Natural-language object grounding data
■ ■ ■ ■ ■

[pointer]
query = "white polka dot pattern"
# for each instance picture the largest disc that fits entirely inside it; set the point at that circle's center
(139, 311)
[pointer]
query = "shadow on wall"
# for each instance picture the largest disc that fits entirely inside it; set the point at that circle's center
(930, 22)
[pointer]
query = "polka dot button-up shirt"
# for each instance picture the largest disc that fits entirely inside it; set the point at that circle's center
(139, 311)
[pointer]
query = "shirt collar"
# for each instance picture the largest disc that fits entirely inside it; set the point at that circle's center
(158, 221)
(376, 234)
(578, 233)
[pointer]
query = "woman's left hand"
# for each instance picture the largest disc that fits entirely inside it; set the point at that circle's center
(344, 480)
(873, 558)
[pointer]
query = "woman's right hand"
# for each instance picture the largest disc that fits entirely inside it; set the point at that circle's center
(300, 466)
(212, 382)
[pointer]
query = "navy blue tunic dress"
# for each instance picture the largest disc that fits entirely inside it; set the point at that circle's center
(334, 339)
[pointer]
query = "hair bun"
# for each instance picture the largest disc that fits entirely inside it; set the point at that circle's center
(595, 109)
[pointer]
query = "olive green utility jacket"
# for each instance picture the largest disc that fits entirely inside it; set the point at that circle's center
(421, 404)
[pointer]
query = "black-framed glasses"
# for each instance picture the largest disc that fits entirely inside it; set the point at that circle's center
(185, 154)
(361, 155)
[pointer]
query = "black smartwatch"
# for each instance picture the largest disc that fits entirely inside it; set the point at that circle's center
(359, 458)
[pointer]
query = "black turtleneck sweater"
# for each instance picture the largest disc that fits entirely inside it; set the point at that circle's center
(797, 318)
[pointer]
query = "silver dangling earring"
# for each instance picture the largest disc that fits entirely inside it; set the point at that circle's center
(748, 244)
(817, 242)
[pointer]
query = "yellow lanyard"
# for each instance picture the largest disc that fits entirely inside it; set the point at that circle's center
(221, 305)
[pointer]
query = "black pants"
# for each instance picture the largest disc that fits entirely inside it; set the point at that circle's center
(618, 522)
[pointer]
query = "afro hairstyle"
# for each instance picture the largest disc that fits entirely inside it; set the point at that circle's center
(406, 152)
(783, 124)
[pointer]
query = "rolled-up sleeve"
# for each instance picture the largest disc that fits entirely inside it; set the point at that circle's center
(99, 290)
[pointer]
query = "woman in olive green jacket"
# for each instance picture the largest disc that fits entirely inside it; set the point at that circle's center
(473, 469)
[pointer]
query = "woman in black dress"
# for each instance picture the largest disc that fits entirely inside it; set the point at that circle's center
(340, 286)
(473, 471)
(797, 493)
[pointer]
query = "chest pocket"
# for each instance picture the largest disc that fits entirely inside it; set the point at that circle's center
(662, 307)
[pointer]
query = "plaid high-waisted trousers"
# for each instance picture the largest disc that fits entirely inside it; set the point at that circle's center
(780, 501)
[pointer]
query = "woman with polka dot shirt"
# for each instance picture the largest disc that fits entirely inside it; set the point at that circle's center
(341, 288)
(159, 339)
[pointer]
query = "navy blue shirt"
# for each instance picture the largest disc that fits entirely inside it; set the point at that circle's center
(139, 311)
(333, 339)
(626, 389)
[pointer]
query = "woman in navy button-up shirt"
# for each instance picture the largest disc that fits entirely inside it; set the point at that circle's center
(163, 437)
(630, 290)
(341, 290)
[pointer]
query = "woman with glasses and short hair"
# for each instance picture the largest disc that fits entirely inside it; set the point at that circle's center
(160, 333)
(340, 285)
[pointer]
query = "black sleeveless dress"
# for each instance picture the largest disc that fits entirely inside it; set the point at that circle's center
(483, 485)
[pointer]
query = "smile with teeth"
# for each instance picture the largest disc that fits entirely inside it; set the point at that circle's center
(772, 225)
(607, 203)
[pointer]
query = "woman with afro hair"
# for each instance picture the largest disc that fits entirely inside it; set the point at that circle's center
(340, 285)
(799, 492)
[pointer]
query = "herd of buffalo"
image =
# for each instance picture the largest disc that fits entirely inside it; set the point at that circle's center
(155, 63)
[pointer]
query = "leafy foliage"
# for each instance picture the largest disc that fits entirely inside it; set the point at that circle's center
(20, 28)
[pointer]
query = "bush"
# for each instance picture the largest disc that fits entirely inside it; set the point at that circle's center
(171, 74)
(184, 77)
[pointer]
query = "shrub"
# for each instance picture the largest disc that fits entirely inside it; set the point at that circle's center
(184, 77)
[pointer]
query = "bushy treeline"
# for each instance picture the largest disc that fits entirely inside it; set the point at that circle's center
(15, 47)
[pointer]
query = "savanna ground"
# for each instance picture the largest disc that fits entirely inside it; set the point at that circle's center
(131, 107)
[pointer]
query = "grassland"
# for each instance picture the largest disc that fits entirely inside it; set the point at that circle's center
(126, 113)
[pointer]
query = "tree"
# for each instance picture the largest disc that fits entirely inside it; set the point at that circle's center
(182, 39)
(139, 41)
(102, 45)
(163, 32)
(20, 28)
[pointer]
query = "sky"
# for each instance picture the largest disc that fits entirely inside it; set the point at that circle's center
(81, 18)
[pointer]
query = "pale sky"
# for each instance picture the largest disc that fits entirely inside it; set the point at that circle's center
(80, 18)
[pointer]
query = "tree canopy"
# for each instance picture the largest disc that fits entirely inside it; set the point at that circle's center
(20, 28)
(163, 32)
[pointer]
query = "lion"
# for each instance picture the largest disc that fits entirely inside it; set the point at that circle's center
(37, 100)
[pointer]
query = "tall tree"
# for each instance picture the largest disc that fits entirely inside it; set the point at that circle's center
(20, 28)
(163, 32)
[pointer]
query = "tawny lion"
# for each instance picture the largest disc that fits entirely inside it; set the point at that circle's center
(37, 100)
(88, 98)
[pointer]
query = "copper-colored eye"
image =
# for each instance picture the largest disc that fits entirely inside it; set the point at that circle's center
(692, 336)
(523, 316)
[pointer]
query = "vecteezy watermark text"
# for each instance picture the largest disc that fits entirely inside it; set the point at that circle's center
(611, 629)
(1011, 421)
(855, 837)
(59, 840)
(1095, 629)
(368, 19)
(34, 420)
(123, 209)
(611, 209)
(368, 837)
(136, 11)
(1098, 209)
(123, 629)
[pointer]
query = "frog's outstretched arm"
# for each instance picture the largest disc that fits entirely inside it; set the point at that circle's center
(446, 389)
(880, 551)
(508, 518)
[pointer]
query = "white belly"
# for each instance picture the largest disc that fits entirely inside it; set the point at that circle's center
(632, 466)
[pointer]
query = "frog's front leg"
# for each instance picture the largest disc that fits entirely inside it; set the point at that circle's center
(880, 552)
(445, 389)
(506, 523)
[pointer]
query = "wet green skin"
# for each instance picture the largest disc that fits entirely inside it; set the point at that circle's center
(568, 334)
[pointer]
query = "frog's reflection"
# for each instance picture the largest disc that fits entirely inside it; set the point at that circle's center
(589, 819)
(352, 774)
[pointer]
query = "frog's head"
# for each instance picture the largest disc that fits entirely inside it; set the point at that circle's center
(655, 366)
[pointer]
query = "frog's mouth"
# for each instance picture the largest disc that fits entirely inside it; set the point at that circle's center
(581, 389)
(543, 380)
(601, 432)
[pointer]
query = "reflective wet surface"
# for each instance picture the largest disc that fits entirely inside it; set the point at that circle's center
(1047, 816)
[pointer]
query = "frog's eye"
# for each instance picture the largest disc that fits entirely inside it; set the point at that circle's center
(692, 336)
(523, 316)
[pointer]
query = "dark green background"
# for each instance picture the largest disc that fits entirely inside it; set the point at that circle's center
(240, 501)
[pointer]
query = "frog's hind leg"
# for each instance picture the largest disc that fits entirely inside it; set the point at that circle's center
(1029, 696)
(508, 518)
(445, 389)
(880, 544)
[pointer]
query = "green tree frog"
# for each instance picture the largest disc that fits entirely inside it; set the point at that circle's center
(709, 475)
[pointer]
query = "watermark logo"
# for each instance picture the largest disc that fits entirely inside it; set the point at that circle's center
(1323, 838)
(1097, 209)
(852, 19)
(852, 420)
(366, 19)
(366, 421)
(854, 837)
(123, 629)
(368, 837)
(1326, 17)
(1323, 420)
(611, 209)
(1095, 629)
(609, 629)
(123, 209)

■ ■ ■ ■ ■

TASK INSTRUCTIONS. Where a line above contains the word "afro", copy that line.

TASK RESULT.
query = "afro hairstyle"
query = "woman with afro hair"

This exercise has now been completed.